Request
Starting at the line that contains "Subject = lips" and ending at the line that contains "xmin=263 ymin=190 xmax=294 ymax=208", write those lines out again with the requests included. Shift every bounding-box coordinate in the answers up by 138, and leave the format sample in the requests unchanged.
— start of Records for processing —
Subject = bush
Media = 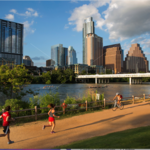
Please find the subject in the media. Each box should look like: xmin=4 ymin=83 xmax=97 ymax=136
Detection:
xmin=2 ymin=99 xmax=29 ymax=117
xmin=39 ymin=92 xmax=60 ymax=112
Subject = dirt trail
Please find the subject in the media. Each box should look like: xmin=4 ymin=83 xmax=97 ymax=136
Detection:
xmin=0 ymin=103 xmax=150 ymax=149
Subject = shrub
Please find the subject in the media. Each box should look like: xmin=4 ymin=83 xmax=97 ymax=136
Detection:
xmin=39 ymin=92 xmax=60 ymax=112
— end of Records for processing —
— start of Records for processing —
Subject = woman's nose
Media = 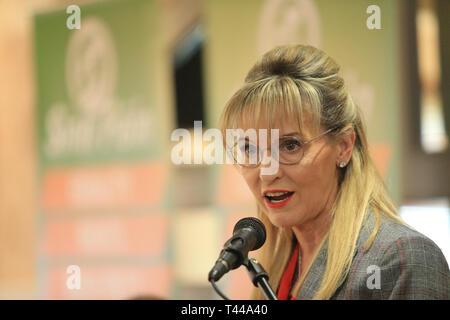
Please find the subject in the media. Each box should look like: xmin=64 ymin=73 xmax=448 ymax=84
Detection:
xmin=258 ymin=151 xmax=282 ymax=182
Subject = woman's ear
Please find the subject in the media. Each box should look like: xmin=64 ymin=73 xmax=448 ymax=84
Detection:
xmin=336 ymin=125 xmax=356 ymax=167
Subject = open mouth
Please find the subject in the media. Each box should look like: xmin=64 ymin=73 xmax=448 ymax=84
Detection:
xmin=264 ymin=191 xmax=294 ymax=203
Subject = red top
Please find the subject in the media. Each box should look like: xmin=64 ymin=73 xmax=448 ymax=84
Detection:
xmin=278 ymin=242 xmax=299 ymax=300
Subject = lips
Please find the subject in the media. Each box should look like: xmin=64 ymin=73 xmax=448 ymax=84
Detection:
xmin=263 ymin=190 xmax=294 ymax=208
— end of Records for processing —
The answer
Subject = lips
Please find the subject in the media. Each box should look like: xmin=64 ymin=73 xmax=448 ymax=84
Detection:
xmin=401 ymin=328 xmax=432 ymax=346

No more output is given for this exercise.